Excerpts of pointing data
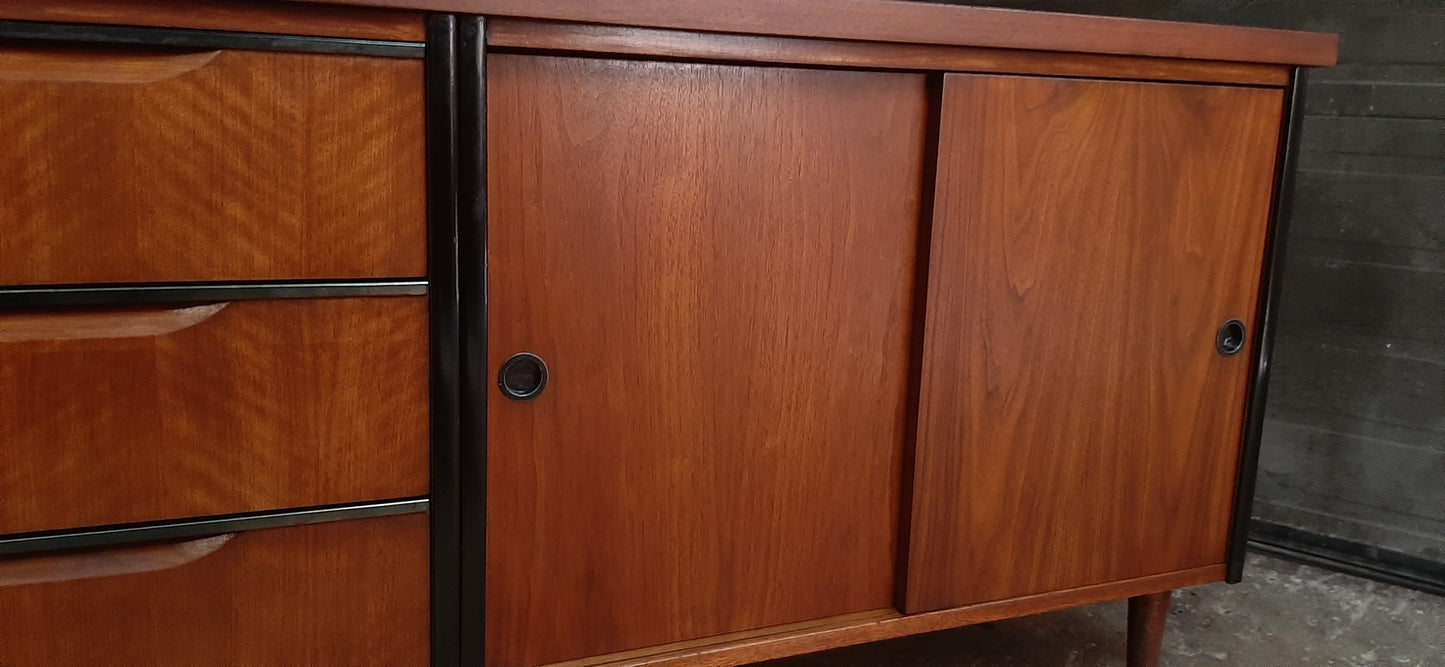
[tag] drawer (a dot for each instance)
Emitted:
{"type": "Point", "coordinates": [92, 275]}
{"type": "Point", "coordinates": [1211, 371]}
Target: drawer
{"type": "Point", "coordinates": [127, 416]}
{"type": "Point", "coordinates": [348, 592]}
{"type": "Point", "coordinates": [149, 165]}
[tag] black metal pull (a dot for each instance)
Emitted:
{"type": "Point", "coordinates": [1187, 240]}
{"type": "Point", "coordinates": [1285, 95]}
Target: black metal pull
{"type": "Point", "coordinates": [522, 377]}
{"type": "Point", "coordinates": [1230, 338]}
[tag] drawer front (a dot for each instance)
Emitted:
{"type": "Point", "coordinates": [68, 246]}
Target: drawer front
{"type": "Point", "coordinates": [146, 415]}
{"type": "Point", "coordinates": [145, 165]}
{"type": "Point", "coordinates": [350, 592]}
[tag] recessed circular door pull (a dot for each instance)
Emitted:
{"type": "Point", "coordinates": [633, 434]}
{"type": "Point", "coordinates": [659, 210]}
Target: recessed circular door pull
{"type": "Point", "coordinates": [522, 377]}
{"type": "Point", "coordinates": [1230, 338]}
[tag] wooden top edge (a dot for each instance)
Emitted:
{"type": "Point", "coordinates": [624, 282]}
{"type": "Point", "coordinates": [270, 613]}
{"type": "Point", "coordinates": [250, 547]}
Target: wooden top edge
{"type": "Point", "coordinates": [918, 22]}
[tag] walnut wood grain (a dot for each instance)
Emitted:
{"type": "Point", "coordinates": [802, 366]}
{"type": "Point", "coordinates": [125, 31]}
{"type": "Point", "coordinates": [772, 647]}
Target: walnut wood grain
{"type": "Point", "coordinates": [1075, 423]}
{"type": "Point", "coordinates": [250, 166]}
{"type": "Point", "coordinates": [227, 15]}
{"type": "Point", "coordinates": [265, 404]}
{"type": "Point", "coordinates": [1148, 615]}
{"type": "Point", "coordinates": [80, 325]}
{"type": "Point", "coordinates": [715, 263]}
{"type": "Point", "coordinates": [72, 65]}
{"type": "Point", "coordinates": [348, 592]}
{"type": "Point", "coordinates": [110, 562]}
{"type": "Point", "coordinates": [676, 44]}
{"type": "Point", "coordinates": [877, 625]}
{"type": "Point", "coordinates": [916, 22]}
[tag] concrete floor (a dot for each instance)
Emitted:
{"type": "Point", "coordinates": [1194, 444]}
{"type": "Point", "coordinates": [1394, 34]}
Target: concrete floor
{"type": "Point", "coordinates": [1283, 614]}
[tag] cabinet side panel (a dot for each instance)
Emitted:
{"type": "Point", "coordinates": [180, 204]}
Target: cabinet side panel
{"type": "Point", "coordinates": [715, 264]}
{"type": "Point", "coordinates": [1075, 423]}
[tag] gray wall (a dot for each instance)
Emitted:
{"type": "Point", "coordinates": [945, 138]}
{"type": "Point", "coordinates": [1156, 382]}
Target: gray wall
{"type": "Point", "coordinates": [1354, 441]}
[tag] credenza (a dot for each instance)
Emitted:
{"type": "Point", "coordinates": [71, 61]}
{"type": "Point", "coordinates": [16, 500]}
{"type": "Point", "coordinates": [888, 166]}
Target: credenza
{"type": "Point", "coordinates": [622, 332]}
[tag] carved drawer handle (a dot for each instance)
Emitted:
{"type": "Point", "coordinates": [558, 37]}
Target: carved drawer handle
{"type": "Point", "coordinates": [80, 325]}
{"type": "Point", "coordinates": [97, 67]}
{"type": "Point", "coordinates": [111, 562]}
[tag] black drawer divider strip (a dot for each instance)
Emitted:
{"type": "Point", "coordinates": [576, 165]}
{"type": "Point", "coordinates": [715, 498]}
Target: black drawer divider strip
{"type": "Point", "coordinates": [130, 295]}
{"type": "Point", "coordinates": [207, 39]}
{"type": "Point", "coordinates": [191, 529]}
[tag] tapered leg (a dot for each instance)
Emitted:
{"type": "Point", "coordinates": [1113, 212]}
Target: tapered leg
{"type": "Point", "coordinates": [1146, 628]}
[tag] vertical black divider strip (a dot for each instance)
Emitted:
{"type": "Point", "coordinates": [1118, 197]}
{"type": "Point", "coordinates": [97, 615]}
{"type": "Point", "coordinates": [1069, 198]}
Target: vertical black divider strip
{"type": "Point", "coordinates": [1266, 315]}
{"type": "Point", "coordinates": [471, 146]}
{"type": "Point", "coordinates": [444, 308]}
{"type": "Point", "coordinates": [915, 373]}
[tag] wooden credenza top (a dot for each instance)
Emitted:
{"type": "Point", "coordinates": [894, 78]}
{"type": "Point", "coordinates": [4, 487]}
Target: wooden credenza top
{"type": "Point", "coordinates": [918, 22]}
{"type": "Point", "coordinates": [856, 20]}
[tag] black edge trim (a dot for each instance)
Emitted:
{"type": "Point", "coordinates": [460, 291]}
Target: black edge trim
{"type": "Point", "coordinates": [1266, 315]}
{"type": "Point", "coordinates": [476, 390]}
{"type": "Point", "coordinates": [614, 55]}
{"type": "Point", "coordinates": [445, 412]}
{"type": "Point", "coordinates": [127, 295]}
{"type": "Point", "coordinates": [205, 39]}
{"type": "Point", "coordinates": [1351, 557]}
{"type": "Point", "coordinates": [191, 529]}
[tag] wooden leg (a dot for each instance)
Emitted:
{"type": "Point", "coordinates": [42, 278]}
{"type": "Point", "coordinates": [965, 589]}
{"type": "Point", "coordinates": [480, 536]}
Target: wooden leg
{"type": "Point", "coordinates": [1146, 628]}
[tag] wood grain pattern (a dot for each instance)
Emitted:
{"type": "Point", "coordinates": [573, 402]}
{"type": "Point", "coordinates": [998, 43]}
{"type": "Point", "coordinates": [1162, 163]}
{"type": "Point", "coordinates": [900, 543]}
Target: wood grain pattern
{"type": "Point", "coordinates": [227, 15]}
{"type": "Point", "coordinates": [348, 592]}
{"type": "Point", "coordinates": [1148, 615]}
{"type": "Point", "coordinates": [111, 562]}
{"type": "Point", "coordinates": [250, 166]}
{"type": "Point", "coordinates": [266, 404]}
{"type": "Point", "coordinates": [1075, 423]}
{"type": "Point", "coordinates": [915, 22]}
{"type": "Point", "coordinates": [676, 44]}
{"type": "Point", "coordinates": [81, 325]}
{"type": "Point", "coordinates": [71, 65]}
{"type": "Point", "coordinates": [717, 264]}
{"type": "Point", "coordinates": [860, 628]}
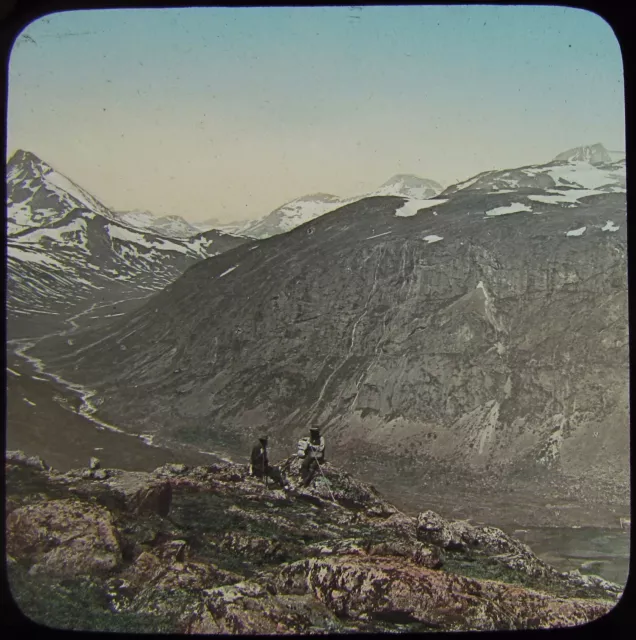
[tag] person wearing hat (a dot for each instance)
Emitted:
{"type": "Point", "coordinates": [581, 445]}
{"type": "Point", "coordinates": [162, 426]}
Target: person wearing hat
{"type": "Point", "coordinates": [312, 450]}
{"type": "Point", "coordinates": [259, 461]}
{"type": "Point", "coordinates": [260, 467]}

# [Task instructions]
Reproduce the rows from the line with "[tag] wooden leg (a dot for each instance)" through the end of the rows, inclusive, keeping the requests. Multiply each coordinate listed under a "Target:" line by 1.95, round it to a whole number with halves rounded up, and omit the pictures from your output.

# [Full output]
[tag] wooden leg (a dot for each instance)
Emitted:
{"type": "Point", "coordinates": [42, 278]}
{"type": "Point", "coordinates": [965, 589]}
{"type": "Point", "coordinates": [480, 536]}
Target: wooden leg
{"type": "Point", "coordinates": [2235, 1225]}
[tag] wood grain pattern (a dot for each instance)
Emitted:
{"type": "Point", "coordinates": [573, 402]}
{"type": "Point", "coordinates": [998, 43]}
{"type": "Point", "coordinates": [1162, 163]}
{"type": "Point", "coordinates": [900, 543]}
Target: wood grain pattern
{"type": "Point", "coordinates": [443, 29]}
{"type": "Point", "coordinates": [679, 1154]}
{"type": "Point", "coordinates": [2239, 1199]}
{"type": "Point", "coordinates": [216, 1096]}
{"type": "Point", "coordinates": [488, 324]}
{"type": "Point", "coordinates": [519, 788]}
{"type": "Point", "coordinates": [2096, 825]}
{"type": "Point", "coordinates": [1784, 43]}
{"type": "Point", "coordinates": [1318, 86]}
{"type": "Point", "coordinates": [158, 634]}
{"type": "Point", "coordinates": [138, 127]}
{"type": "Point", "coordinates": [1398, 515]}
{"type": "Point", "coordinates": [1677, 1225]}
[tag] person wearing hat (a dot for each instance)
Emitted:
{"type": "Point", "coordinates": [581, 445]}
{"type": "Point", "coordinates": [162, 426]}
Target: person wearing hat
{"type": "Point", "coordinates": [608, 878]}
{"type": "Point", "coordinates": [505, 899]}
{"type": "Point", "coordinates": [507, 911]}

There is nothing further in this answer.